DEKALB COUNTY, Ga. - According to school nurse Cathy Franklin, there's been a steady flow of students trickling into her office at the DeKalb Academy of Technology and Environment for more than a week.
“Scratchy throat, upset stomach, runny nose, I've seen it all,” Nurse Franklin said Wednesday morning. “I keep asking every one of them, 'Did you get your flu shot?'”
Nurse Franklin told FOX 5's Portia Bruner she calls parents immediately after she detects students have symptoms of Georgia's flu virus.
“I have to get these kids out of here so they can get the care of it they really need and so that the other children won't become sick,” nurse Franklin said.
DeKalb Academy registrar Sonya Armstrong said the charter school can't take any chances. That's why they're no longer letting students return to class to see if they feel better later since odds are, they won't.
“We have to be proactive because we want to be concerned with the whole school and the whole student body,” Armstrong said.
Armstrong said the school staff is doing their part to keep the campus thoroughly sanitized, ensuring wipes and hand sanitizer are in ample supply. But she said ultimately parents are the first line of defense for protecting students.

Records provided >>
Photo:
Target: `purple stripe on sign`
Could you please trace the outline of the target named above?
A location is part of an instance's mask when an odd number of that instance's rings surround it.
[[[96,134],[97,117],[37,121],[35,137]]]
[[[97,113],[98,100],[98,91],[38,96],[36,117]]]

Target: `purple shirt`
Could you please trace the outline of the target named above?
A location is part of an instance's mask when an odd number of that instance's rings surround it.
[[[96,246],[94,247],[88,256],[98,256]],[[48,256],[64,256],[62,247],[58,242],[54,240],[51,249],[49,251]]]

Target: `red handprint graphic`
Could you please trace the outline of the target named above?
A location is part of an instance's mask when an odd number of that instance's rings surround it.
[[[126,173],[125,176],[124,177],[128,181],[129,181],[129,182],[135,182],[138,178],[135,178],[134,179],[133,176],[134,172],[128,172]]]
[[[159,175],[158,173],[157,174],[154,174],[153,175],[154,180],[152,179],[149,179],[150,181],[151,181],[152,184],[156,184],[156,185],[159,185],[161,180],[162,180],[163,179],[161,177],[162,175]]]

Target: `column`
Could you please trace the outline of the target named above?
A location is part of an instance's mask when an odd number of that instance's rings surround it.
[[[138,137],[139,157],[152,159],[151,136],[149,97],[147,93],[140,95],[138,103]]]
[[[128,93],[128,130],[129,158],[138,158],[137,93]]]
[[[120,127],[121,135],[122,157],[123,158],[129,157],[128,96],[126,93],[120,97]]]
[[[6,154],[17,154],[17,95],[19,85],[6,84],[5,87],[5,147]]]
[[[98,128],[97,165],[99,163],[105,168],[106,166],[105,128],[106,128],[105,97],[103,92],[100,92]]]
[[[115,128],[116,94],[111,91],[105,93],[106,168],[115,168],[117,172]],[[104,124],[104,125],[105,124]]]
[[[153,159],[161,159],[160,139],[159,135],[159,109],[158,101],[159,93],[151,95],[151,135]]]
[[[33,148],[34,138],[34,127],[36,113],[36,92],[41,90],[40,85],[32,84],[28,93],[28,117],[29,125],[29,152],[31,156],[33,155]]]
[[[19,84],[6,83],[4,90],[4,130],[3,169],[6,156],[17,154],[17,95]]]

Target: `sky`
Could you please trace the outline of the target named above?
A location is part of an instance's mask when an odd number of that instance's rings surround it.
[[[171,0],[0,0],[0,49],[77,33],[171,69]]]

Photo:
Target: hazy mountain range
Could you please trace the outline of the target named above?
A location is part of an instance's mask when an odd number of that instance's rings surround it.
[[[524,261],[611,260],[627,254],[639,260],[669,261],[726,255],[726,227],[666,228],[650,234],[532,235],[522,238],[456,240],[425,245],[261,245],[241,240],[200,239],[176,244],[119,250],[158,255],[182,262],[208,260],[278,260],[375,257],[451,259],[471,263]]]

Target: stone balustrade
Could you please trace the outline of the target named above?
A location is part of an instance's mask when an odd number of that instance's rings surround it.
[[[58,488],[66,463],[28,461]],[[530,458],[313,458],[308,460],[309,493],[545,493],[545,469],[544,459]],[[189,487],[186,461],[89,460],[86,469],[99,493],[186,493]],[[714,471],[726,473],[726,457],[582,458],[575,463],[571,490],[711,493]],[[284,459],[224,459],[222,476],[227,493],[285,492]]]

Required actions >>
**a.** Copy the article on flu at DeKalb Academy word for word, starting with "DEKALB COUNTY, Ga." and going on through "than a week.".
**b.** Write the next part of the article on flu at DeKalb Academy, picking up after its final sentence.

Answers in order >>
**a.**
DEKALB COUNTY, Ga. - According to school nurse Cathy Franklin, there's been a steady flow of students trickling into her office at the DeKalb Academy of Technology and Environment for more than a week.

**b.**
“If your baby threw up before school, that means you need to stay home. If you felt a fever, that means they have to stay home because at that point, they are in the front line of carrying this flu virus and spreading this flu virus to other children and teachers. That's not good for them and it's not good for the school,” Armstrong said.
“We all have to do our part and be proactive. And even if it feels like it's going to be a comfortable day, parents need to make sure they're sending their kids to school with hats, gloves, scarves and stockings for the girls. Your babies need to come to school on a good breakfast and with some vitamins in their system so that their bodies are fortified and ready for this flu season,” Armstrong said.